### Фрагмент документа
################

Опять-таки я могу объяснить эту разницу только за счет компенсации противоположностей. Мужчина в своем сознании планирует все действия заранее и пытается творить будущее, но типично женской чертой является склонность ломать голову над тем, кто кому приходится двоюродной тетей. Именно эта женская склонность к генеалогии очень отчетливо выступает у Райдера Хаггарда с его чисто английской сентиментальностью, тогда как у Бенуа та же склонность приобретает пикантную нотку chronique familiale et scan-daleuse[75]. Намеки на реинкарнацию в форме иррационального чувства очень прочно связаны с анимой, в то время как женщина то же чувство при известных условиях признает осознанно, если не чересчур подвержена мужскому рационализму.

Историческое чувство всегда обладает значимостью и фатальностью, а потому заставляет задумываться о бессмертии и божественности. Даже у рационального скептика Бенуа умершие от любви посредством особо действенного способа мумификации обретают вечность, не говоря уже о пылком мистицизме Райдера Хаггарда (роман «Возвращение Айши» вообще может считаться показательнейшим психологическим документом).

################

### Порядок выполнения
Продолжите фрагмент о Райдере Хаггарде и Бенуа, начав сразу после его последнего предложения. Строки, приведённые далее, для работы не понадобятся.

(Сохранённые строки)
################

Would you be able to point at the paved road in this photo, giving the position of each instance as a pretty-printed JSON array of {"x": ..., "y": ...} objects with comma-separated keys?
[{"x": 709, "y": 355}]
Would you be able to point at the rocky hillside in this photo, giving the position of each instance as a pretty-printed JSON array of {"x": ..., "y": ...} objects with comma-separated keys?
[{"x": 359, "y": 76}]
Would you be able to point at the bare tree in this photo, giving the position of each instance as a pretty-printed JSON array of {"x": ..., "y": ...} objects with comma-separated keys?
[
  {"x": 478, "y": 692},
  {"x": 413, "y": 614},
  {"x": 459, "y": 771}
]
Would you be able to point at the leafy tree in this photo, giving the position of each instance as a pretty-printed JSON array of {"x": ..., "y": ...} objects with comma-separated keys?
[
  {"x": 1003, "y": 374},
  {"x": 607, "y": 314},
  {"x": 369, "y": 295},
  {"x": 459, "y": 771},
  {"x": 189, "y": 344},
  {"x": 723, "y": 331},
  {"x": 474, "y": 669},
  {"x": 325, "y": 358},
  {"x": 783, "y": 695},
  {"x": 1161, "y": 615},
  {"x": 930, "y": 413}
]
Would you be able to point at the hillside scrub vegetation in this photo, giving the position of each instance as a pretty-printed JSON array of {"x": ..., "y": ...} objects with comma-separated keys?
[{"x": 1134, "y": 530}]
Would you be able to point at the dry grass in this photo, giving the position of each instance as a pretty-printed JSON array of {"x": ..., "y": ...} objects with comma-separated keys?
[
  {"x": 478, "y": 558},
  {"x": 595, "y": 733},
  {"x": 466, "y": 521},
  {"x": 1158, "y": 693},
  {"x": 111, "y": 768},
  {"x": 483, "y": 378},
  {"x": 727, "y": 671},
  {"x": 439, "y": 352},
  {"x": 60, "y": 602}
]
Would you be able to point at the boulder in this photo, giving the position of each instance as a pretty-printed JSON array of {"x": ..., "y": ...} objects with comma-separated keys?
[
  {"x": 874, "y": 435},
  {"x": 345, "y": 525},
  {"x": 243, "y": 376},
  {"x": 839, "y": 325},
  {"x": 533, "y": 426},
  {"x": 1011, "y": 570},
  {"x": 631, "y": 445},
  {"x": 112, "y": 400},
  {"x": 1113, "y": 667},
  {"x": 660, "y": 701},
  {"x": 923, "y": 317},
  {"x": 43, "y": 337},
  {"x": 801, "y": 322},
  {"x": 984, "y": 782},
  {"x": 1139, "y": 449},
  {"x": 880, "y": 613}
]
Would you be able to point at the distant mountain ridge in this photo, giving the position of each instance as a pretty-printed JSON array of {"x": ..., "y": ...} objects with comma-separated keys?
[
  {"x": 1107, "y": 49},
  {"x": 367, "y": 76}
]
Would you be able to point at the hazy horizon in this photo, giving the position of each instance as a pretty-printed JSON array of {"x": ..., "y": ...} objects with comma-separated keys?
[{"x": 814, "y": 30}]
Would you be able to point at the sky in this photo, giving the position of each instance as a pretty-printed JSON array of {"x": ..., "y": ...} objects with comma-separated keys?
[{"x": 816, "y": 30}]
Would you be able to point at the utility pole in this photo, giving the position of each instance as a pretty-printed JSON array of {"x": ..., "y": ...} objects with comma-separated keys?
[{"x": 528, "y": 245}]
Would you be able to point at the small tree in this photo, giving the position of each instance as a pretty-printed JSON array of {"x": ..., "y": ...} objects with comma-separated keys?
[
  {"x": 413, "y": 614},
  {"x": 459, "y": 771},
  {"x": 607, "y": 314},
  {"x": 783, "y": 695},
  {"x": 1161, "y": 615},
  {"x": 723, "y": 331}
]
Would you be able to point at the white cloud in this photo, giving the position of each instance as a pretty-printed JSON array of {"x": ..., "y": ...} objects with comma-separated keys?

################

### Ответ упражнения
Так как анимус сам по себе не есть ни чувство, ни склонность, то описанные выше качества у него отсутствуют полностью, но по своей глубинной сути он все же является историческим. Для анимуса, к сожалению, не существует хороших литературных иллюстраций, так как женщины пишут реже мужчин, а когда пишут, то не прибегают, увы, к наивной интроспекции – по меньшей мере, предпочитают складывать результаты этой интроспекции, образно выражаясь, в другой ящик, потому, быть может, что с нею не связано никакое чувство. Мне известен всего один непредвзятый документ такого рода – роман Мэри Хэй[76] «Злой вертоград». В этой совершенно непритязательной истории исторический момент анимуса предстает в мастерски предъявленной оболочке (полагаю, это произошло непреднамеренно).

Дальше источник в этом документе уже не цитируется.